Directives.
(1) According to the mortgage opinion, how old was the defendant at the time of the transaction?
(2) Print the part of the mortgage opinion between "We further held" and "Court, must govern.", inclusive.
(3) Write what comes next in the mortgage opinion, starting after its last sentence.

Selected passage.

Defendant argues that as a matter of law as well as of sound business practice, the bank should not have proceeded without assuring itself that she was either independently represented or that she was fully aware of the nature of the actions she was taking. The only facts defendant relies on as the basis for imposing such a duty of inquiry on the bank are her advanced years—she was almost eighty at the time of the transaction—and Pershing’s apparent representation of the other persons interested in the transaction, namely, Pepe, Irex and defendant’s son. She further asserts that were the matter to proceed by way of discovery and trial, she might be able to adduce additional unspecified proofs supporting the bank’s chargeability.

We share, however, the trial judge’s view of the matter. We agree that when an elderly mortgagor appears at a mortgage closing with an adult son for whose benefit the mortgage is being given and who is a co-signor of the mortgage note, and when they appear with an attorney apparently acting for both, the bank is entitled to accept what appears to be a perfectly routine and unexceptionable transaction at face value without intruding itself into the parental or the legal relationships involved. Indeed, this court so held in Lesser v. Strubbe, 67 N.J.Super. 537, 171 A.2d 114 (App.Div.1961), affirmed o.b., 39 N.J. 90, 187 A.2d 705 (1963), in similar circumstances involving a wife and husband rather than a mother and son:

A lender is not required to insist that a borrower, or his wife, secure independent legal advice before entering into a loan transaction. It certainly was not the lender’s obligation to advise Mrs. Strubbe as to whether or not she was acting prudently. Plaintiff [mortgagee] had the right to assume that Mr. and Mrs. Strubbe had discussed the venture between themselves and had reached their own understanding or agreement. Even though plaintiff was aware that Mrs. Strubbe was “gratuitously” guaranteeing and securing her husband’s loan, through the medium of a corporate transaction, that of itself would not require the lender to inquire whether her husband was committing a fraud on her.
[Id, 67 N.J.Super. at 545, 171 A.2d 114.]

We further held that the husband’s fraud in inducing his wife to execute the mortgage transaction “will not invalidate it as against the mortgagee unless the mortgagee in some way participated in or knew of the fraud.” Ibid. What we said in Lesser about the marital relationship is, in our view, equally applicable to the parental one. In the absence of any suggestion at all of the bank’s knowledge of or participation in a fraud, we are persuaded that Lesser, affirmed by the Supreme Court, must govern.

Items.
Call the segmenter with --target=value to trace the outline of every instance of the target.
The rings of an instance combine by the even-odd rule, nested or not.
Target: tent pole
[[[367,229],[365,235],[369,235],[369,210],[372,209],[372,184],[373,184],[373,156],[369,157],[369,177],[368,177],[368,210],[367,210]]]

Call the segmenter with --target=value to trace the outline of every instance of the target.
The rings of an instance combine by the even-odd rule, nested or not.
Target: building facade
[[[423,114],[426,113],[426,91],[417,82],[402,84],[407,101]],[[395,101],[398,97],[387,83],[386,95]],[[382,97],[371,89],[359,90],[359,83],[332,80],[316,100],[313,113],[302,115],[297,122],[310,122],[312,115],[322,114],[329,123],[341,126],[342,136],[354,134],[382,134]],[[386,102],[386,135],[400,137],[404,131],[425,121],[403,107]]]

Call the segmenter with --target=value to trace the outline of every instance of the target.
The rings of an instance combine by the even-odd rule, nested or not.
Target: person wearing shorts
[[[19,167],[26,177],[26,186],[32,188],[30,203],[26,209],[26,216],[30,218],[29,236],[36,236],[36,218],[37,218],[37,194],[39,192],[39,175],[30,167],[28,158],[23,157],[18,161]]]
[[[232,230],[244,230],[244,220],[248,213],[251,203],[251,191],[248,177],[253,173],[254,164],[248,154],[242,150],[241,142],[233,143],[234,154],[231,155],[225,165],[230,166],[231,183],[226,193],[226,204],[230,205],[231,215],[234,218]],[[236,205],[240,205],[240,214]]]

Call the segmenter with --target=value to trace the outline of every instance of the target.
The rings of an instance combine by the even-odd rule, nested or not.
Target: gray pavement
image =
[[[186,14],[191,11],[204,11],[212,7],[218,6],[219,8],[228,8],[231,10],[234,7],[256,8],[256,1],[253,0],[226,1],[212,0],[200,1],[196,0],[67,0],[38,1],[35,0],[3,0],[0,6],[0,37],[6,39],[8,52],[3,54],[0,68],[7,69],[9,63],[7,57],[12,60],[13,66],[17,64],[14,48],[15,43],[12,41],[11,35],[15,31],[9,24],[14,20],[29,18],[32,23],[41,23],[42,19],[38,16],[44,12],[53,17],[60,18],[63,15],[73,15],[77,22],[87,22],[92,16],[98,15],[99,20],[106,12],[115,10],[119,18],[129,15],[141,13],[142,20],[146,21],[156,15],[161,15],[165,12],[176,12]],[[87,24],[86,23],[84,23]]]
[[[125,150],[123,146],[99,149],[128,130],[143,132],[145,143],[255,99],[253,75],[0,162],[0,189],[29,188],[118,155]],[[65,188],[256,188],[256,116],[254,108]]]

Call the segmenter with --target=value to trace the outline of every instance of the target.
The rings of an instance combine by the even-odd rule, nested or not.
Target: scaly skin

Task results.
(1) She was almost eighty.

(2)
We further held that the husband’s fraud in inducing his wife to execute the mortgage transaction “will not invalidate it as against the mortgagee unless the mortgagee in some way participated in or knew of the fraud.” Ibid. What we said in Lesser about the marital relationship is, in our view, equally applicable to the parental one. In the absence of any suggestion at all of the bank’s knowledge of or participation in a fraud, we are persuaded that Lesser, affirmed by the Supreme Court, must govern.

(3)
There is one final matter we must address, and that is the series of procedural anomalies following defendant’s filing of her answer to the foreclosure complaint in February 1994. As we noted, the answer pleaded affirmative defenses alleging the wrongful conduct of others. The bank’s response, in March 1994, was to file a third-party complaint alleging causes of action against Fershing, his firm, and Lawyers Title Insurance Company, which had issued a title policy in favor of the bank. It is first clear that the bank, as plaintiff in the foreclosure action, improperly resorted to the third-party practice of R. 4:8. The third-party practice is intended to permit impleading of persons not yet joined in the litigation who share or may share the impleader’s responsibility with respect to an affirmative claim made against him by another party. Indeed R. 4:8-2 expressly limits the filing of a third-party complaint by a plaintiff to a “plaintiff against whom a counterclaim is asserted.” No affirmative claim was made against the bank. Its proper procedural recourse was the filing, but only with the court’s permission, of an amended complaint pursuant to R. 4:9-1 joining additional parties directly liable to it.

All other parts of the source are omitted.